**Do this:**
Please reproduce the entries below without any changes, starting at the line that contains "Can you see the water" and ending at the final line of the entries.
****************
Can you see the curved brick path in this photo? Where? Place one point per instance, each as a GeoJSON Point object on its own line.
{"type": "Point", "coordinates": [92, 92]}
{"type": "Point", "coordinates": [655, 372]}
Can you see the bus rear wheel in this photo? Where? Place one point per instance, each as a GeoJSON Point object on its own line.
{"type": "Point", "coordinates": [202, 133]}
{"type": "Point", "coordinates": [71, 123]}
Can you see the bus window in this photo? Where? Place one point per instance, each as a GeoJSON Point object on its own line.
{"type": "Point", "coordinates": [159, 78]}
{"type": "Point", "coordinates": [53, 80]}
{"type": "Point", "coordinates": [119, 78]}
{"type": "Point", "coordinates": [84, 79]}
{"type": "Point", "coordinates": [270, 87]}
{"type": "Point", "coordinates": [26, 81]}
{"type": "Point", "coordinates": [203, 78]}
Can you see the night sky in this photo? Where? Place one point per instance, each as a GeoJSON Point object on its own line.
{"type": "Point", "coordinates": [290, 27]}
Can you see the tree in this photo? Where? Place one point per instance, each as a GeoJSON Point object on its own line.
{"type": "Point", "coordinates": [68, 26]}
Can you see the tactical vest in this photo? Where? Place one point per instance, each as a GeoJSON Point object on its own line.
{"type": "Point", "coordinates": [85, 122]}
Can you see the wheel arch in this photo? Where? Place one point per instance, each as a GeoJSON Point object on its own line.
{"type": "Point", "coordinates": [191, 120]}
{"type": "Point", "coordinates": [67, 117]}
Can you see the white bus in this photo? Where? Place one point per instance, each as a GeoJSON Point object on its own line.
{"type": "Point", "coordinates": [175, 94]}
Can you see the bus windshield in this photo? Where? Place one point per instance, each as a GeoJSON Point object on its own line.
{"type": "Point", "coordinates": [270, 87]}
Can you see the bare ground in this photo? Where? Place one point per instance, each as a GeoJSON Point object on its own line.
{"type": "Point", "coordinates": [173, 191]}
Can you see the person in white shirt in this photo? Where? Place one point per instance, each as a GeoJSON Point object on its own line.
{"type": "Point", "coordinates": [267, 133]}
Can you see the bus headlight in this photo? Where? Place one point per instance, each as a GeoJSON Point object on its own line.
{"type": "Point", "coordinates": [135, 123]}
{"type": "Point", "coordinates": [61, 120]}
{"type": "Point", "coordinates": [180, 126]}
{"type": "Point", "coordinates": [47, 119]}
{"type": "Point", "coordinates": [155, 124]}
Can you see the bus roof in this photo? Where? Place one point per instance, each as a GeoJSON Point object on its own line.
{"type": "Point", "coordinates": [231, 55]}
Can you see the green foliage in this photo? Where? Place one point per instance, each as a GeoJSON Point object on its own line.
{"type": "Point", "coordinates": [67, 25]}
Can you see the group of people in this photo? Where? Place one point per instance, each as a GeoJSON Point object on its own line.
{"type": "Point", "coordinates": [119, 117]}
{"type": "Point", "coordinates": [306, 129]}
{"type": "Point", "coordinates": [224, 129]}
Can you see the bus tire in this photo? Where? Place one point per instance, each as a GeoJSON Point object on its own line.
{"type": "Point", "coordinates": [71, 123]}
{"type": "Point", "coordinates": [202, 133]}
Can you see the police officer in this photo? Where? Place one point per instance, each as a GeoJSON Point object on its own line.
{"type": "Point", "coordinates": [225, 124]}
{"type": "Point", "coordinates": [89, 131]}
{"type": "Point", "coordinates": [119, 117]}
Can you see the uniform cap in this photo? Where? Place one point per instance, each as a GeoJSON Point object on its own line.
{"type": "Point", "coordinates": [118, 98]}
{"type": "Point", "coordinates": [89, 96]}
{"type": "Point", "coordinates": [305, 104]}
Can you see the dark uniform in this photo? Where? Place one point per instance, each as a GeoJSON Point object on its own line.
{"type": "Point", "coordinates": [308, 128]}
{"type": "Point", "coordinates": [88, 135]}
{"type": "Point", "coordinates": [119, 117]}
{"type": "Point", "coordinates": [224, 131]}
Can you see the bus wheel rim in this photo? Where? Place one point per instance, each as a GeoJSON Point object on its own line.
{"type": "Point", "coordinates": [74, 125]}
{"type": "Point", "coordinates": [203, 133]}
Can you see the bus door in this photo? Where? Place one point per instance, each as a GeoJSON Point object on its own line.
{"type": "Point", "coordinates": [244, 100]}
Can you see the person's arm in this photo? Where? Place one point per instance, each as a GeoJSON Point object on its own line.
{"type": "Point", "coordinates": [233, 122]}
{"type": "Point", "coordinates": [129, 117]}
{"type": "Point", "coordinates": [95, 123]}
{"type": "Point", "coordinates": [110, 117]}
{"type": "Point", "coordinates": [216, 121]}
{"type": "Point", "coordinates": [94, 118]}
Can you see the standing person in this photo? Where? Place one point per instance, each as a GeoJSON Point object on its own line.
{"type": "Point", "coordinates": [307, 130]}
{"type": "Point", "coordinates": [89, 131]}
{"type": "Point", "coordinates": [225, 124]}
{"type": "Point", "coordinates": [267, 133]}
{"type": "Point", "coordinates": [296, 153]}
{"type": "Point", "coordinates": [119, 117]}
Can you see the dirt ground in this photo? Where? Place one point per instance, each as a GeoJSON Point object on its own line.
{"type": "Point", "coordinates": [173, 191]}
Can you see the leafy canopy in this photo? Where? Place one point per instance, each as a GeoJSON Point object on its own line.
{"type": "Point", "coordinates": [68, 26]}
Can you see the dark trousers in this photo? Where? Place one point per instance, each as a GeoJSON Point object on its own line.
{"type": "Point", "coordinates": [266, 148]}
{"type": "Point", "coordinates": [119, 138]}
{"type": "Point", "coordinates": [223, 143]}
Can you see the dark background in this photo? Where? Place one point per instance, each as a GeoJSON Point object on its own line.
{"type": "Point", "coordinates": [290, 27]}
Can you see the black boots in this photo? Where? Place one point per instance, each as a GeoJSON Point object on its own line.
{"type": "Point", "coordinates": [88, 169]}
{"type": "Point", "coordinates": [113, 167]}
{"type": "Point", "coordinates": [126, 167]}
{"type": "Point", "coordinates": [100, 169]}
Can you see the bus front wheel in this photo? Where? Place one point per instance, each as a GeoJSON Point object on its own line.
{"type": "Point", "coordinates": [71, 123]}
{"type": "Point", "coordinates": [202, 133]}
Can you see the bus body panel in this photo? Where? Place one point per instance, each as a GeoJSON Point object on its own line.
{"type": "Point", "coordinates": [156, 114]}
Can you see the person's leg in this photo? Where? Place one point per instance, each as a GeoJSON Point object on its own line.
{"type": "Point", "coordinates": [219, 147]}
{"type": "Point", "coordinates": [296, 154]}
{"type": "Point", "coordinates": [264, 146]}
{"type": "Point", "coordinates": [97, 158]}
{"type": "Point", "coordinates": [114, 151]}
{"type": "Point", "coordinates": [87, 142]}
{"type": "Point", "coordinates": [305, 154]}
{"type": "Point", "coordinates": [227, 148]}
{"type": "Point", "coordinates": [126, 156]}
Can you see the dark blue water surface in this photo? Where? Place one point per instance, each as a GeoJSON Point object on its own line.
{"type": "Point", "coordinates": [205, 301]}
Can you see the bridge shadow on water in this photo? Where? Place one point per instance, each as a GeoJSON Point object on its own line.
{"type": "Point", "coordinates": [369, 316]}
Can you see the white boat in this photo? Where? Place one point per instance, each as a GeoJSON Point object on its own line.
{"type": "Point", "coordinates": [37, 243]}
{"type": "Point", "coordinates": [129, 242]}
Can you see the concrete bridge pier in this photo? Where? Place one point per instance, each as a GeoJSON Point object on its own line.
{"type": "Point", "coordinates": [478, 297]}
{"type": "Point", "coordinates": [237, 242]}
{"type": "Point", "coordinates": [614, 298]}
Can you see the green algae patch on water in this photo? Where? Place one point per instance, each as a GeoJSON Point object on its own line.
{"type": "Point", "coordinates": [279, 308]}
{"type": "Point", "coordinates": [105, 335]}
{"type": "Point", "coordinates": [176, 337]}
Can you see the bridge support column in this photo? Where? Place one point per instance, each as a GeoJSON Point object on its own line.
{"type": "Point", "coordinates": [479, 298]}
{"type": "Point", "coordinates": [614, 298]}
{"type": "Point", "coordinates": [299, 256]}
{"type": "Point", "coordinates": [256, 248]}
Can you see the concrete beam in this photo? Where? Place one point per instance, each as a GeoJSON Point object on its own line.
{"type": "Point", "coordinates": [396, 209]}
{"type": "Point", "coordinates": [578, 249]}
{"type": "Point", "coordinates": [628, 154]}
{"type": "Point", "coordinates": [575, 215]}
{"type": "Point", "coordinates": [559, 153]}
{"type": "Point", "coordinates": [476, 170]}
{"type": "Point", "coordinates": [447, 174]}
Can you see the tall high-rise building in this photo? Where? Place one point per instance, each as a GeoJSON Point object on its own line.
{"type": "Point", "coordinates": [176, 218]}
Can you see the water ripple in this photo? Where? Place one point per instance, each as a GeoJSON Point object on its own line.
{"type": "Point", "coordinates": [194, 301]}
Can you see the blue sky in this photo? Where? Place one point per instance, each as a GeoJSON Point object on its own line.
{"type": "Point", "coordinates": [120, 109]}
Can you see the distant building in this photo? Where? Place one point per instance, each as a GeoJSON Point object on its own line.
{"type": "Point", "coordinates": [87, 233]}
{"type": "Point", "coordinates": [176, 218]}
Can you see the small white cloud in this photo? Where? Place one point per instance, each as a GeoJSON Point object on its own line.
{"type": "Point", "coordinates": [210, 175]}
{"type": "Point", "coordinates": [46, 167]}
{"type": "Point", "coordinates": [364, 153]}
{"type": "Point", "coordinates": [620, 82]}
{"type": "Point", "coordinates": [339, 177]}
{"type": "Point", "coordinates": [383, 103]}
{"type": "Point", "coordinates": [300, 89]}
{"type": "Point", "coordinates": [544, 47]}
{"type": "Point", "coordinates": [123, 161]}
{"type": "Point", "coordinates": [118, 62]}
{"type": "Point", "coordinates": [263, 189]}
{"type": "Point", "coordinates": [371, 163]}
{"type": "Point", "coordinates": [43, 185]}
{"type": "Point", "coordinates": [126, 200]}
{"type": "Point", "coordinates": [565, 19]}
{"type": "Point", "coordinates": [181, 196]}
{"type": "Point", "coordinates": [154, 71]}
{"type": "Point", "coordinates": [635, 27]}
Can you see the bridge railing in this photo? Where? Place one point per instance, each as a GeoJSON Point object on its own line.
****************
**Result of the task:**
Can you see the water ripple in this photo? Where? Place one point per instance, each as a GeoJSON Point object on its own line.
{"type": "Point", "coordinates": [194, 301]}
Can you see the blue sky in this photo? Where? Place one point per instance, each as a GeoJSON Point object on its own line.
{"type": "Point", "coordinates": [120, 109]}
Can you see the distant building in this photo? Where? Place one point per instance, each as a GeoJSON Point object on its own line.
{"type": "Point", "coordinates": [87, 233]}
{"type": "Point", "coordinates": [176, 218]}
Can you see the small white cloud in this photo? Where? Place one point per instance, each as a GeoJSON Point object on its own line.
{"type": "Point", "coordinates": [210, 175]}
{"type": "Point", "coordinates": [46, 167]}
{"type": "Point", "coordinates": [364, 153]}
{"type": "Point", "coordinates": [620, 82]}
{"type": "Point", "coordinates": [339, 177]}
{"type": "Point", "coordinates": [383, 103]}
{"type": "Point", "coordinates": [300, 89]}
{"type": "Point", "coordinates": [544, 47]}
{"type": "Point", "coordinates": [123, 161]}
{"type": "Point", "coordinates": [118, 62]}
{"type": "Point", "coordinates": [263, 189]}
{"type": "Point", "coordinates": [371, 163]}
{"type": "Point", "coordinates": [43, 185]}
{"type": "Point", "coordinates": [126, 200]}
{"type": "Point", "coordinates": [565, 19]}
{"type": "Point", "coordinates": [181, 196]}
{"type": "Point", "coordinates": [154, 71]}
{"type": "Point", "coordinates": [635, 27]}
Can you see the bridge railing in this photo? Where? Place one point per instance, each as a GeoJSON Point object on its own line.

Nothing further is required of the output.